--- Data excerpts ---

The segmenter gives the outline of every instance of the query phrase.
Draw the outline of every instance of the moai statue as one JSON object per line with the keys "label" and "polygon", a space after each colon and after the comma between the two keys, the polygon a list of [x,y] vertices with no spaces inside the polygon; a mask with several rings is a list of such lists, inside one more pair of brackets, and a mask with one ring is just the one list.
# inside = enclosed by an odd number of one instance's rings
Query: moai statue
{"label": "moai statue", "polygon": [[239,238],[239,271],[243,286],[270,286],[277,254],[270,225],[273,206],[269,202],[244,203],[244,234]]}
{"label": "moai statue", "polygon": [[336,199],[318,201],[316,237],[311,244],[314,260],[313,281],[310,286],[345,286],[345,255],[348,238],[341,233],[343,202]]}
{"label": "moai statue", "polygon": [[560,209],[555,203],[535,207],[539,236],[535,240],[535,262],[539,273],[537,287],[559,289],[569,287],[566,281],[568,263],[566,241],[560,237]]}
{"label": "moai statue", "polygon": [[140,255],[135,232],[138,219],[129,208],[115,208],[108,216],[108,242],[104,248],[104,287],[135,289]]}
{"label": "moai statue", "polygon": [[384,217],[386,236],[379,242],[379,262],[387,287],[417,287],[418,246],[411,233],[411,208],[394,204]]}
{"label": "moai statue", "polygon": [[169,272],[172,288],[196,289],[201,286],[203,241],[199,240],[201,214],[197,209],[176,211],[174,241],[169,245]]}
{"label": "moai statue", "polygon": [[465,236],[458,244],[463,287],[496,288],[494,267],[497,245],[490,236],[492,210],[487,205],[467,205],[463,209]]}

---

Objective: How many lines of the material above contain the string "JSON", with case counting? Reply with the number alone.

The completed task: 1